AIM OF THE EXERCISE = In the listing below, substitute "marker" for every "keypoint" and reproduce the whole listing with nothing else changed. Leave out the pictures.

GIVEN RECORDS =
╭──
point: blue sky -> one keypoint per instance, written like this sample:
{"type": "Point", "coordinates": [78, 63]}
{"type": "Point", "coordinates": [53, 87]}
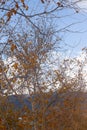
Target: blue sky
{"type": "Point", "coordinates": [76, 38]}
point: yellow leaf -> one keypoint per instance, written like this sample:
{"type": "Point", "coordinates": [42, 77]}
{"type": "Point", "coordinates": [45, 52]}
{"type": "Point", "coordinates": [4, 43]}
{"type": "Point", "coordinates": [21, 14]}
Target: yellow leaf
{"type": "Point", "coordinates": [13, 47]}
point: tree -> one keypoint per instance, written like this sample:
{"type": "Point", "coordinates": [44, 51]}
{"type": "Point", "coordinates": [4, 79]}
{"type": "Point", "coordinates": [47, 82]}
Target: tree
{"type": "Point", "coordinates": [55, 95]}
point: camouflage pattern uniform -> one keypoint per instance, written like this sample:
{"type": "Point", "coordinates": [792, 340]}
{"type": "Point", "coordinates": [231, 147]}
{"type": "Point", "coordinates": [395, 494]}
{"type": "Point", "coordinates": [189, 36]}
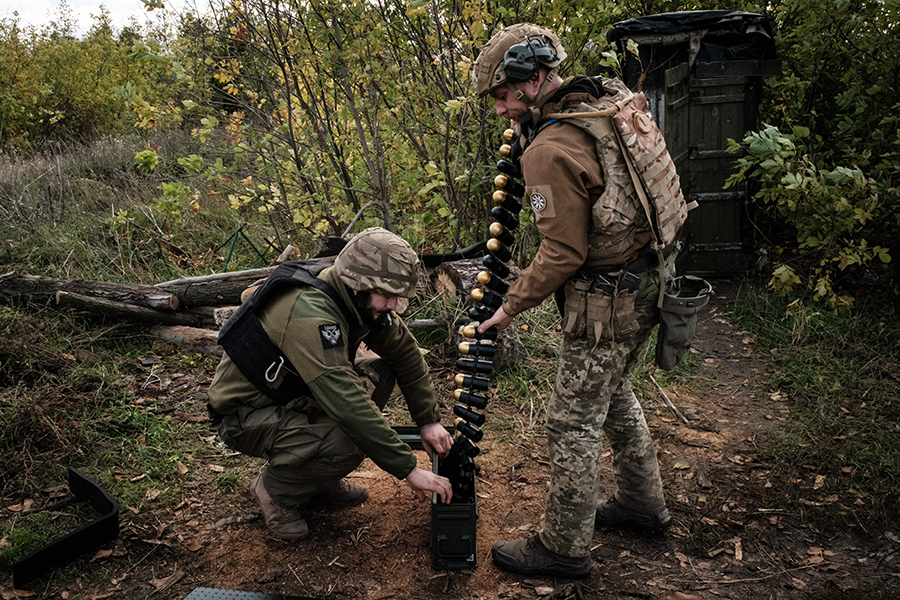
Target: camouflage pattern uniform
╰──
IN RESPONSE =
point: blue sky -> one marker per instance, written like this sample:
{"type": "Point", "coordinates": [78, 63]}
{"type": "Point", "coordinates": [53, 87]}
Target: blue sky
{"type": "Point", "coordinates": [76, 38]}
point: yellow leaf -> one marker per instance, written like this sample:
{"type": "Point", "coordinates": [42, 77]}
{"type": "Point", "coordinates": [45, 52]}
{"type": "Point", "coordinates": [4, 43]}
{"type": "Point", "coordinates": [21, 14]}
Target: yellow leaf
{"type": "Point", "coordinates": [13, 47]}
point: tree -> one marker per instance, written like this sample:
{"type": "Point", "coordinates": [44, 51]}
{"type": "Point", "coordinates": [4, 79]}
{"type": "Point", "coordinates": [47, 82]}
Target: tree
{"type": "Point", "coordinates": [55, 95]}
point: camouflage pattern uniform -> one marker per instance, written like this sample:
{"type": "Point", "coordinates": [792, 340]}
{"type": "Point", "coordinates": [231, 147]}
{"type": "Point", "coordinates": [395, 494]}
{"type": "Point", "coordinates": [189, 36]}
Target: camouflage pattern uniform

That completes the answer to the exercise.